STATED PROBLEM:
Print every line of the records below without changing a single character.

-- Start of INPUT MATERIAL --

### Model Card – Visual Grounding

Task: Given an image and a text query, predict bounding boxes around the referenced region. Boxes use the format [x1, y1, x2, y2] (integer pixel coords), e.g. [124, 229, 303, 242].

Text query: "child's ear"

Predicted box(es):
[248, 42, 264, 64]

-- End of INPUT MATERIAL --

ANSWER BELOW:
### Model Card – Visual Grounding

Task: Given an image and a text query, predict bounding boxes around the referenced region. Boxes use the format [x1, y1, x2, y2] (integer pixel coords), e.g. [124, 229, 303, 242].

Text query: "child's ear"

Predicted box(es):
[248, 42, 264, 64]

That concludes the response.